## Source text
Roadtrek 210 Bigger Tire

solidsnake

New Member
Joined
Apr 1, 2025
Posts
9
Location
WA
Hi Everyone,

I know there a lot of threads of going to a bigger size of 265/75r/16, for those that have done this upgrade did you have to trim body mounts?

Thanks
 
Hi Everyone,

I know there a lot of threads of going to a bigger size of 265/75r/16, for those that have done this upgrade did you have to trim body mounts?

Thanks
I don't know what you mean with "body mounts" as those are not in the wheel wells, at least on our van which is a 2007 190P. 210s basically the same in the front.

No trimming is usually needed to do the 265-75-16 on a Roadtrek, but be aware that there is one, and as far as I know only one, wheel that is wide enough for the 265 and also has the correct offset. It is a steel wheel from mid 2000s Silverado pickups.

The stock steel wheels are OEM and are the right offset, and the Roadtrek aluminum wheels are wide enough but are the wrong offset.

## Exercise directions
Swap "Silverado" for "Sierra" as you reproduce the forum thread between "No trimming is" and "2000s Silverado pickups.", inclusive. The records that follow come from a separate source.

## Entries provided
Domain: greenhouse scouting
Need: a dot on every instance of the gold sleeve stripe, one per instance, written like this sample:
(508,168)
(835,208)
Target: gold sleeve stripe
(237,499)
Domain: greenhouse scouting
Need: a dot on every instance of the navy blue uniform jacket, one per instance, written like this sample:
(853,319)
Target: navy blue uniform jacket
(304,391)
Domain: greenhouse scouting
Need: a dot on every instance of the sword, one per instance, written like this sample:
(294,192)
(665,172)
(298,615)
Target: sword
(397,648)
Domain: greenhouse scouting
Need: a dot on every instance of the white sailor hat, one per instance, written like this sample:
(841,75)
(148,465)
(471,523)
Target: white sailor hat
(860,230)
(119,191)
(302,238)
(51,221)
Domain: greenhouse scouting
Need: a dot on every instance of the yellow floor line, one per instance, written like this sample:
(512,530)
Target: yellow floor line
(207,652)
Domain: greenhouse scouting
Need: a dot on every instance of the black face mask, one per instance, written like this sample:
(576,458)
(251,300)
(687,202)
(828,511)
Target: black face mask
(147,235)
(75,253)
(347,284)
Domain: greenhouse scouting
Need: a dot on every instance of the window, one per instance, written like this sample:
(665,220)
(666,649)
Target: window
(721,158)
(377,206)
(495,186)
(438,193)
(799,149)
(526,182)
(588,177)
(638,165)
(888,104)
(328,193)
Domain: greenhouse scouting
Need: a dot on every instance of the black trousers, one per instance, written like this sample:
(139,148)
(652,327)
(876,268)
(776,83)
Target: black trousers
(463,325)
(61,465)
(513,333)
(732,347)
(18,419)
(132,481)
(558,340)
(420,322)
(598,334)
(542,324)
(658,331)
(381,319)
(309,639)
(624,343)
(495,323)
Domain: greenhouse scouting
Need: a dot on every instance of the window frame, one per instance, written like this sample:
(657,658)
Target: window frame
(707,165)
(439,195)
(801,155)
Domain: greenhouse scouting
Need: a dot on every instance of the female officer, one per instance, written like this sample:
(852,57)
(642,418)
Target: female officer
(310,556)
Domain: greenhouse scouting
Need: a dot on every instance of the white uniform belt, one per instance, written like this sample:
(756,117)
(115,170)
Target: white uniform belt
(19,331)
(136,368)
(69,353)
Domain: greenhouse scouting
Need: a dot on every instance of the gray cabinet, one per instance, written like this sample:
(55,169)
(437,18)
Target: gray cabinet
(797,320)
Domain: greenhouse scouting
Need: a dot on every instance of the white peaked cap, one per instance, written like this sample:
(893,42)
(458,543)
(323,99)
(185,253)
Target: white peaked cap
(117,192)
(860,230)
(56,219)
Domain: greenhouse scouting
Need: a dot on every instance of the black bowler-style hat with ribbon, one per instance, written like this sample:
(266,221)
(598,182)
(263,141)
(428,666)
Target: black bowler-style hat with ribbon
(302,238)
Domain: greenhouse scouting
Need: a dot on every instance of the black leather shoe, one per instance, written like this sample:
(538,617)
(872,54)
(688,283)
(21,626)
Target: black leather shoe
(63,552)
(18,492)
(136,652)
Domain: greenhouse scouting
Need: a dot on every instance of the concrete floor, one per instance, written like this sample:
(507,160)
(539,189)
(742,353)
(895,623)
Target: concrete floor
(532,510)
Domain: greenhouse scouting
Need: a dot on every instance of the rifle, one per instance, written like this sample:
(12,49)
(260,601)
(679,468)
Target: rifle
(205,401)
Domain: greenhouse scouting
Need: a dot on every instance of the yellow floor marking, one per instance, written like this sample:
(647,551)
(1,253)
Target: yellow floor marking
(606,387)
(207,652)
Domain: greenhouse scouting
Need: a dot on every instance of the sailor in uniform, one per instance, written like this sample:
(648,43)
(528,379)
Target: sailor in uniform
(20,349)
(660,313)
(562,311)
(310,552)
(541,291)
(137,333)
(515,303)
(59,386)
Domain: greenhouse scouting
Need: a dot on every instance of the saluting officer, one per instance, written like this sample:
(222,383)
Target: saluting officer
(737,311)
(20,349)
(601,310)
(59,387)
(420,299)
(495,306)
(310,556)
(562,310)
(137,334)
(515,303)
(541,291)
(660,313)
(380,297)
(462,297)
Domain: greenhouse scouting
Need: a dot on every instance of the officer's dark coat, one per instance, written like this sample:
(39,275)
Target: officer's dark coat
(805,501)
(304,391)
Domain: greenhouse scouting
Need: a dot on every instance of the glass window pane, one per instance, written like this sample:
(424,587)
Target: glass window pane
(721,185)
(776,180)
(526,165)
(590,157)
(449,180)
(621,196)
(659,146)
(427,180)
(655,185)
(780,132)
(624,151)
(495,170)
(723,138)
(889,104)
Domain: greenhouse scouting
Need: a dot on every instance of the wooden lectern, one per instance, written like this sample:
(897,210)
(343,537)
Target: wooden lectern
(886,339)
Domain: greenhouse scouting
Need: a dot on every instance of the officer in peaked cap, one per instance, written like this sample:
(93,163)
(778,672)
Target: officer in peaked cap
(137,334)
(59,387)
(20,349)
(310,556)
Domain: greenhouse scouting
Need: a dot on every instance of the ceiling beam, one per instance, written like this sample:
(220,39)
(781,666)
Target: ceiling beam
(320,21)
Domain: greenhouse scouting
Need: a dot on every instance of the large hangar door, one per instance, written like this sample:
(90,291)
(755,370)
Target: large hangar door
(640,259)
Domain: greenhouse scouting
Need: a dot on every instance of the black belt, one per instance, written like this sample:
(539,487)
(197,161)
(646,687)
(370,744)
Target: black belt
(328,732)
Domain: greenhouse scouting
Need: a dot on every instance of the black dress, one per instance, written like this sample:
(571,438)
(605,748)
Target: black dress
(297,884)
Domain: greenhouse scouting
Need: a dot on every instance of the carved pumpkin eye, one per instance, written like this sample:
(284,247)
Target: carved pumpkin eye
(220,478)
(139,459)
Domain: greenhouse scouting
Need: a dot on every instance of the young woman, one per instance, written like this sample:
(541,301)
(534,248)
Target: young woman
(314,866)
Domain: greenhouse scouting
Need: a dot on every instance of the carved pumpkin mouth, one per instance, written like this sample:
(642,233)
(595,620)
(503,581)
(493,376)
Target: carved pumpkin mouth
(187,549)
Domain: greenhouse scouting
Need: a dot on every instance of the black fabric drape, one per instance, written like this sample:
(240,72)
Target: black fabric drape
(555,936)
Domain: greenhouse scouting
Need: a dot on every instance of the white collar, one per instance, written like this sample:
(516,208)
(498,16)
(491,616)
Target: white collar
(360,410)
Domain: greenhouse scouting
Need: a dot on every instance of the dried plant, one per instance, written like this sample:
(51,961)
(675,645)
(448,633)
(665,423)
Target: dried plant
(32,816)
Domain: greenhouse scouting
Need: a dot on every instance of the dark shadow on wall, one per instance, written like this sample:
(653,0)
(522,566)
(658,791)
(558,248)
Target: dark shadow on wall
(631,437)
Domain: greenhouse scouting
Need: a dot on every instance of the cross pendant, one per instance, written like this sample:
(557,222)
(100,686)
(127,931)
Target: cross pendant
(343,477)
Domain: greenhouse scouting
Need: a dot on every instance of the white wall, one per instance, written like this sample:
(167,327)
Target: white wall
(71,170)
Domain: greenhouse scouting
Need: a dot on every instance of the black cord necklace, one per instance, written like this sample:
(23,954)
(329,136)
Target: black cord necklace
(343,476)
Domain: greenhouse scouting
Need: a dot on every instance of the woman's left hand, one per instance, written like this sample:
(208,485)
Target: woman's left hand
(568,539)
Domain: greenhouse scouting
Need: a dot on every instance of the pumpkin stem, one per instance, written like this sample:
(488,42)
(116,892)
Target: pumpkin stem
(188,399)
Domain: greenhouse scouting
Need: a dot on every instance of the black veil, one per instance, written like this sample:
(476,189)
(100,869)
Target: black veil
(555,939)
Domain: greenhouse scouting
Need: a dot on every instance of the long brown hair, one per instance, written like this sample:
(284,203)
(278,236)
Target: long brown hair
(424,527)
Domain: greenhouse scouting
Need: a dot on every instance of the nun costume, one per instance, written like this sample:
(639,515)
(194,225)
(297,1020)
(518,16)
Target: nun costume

## Complete answer
No trimming is usually needed to do the 265-75-16 on a Roadtrek, but be aware that there is one, and as far as I know only one, wheel that is wide enough for the 265 and also has the correct offset. It is a steel wheel from mid 2000s Sierra pickups.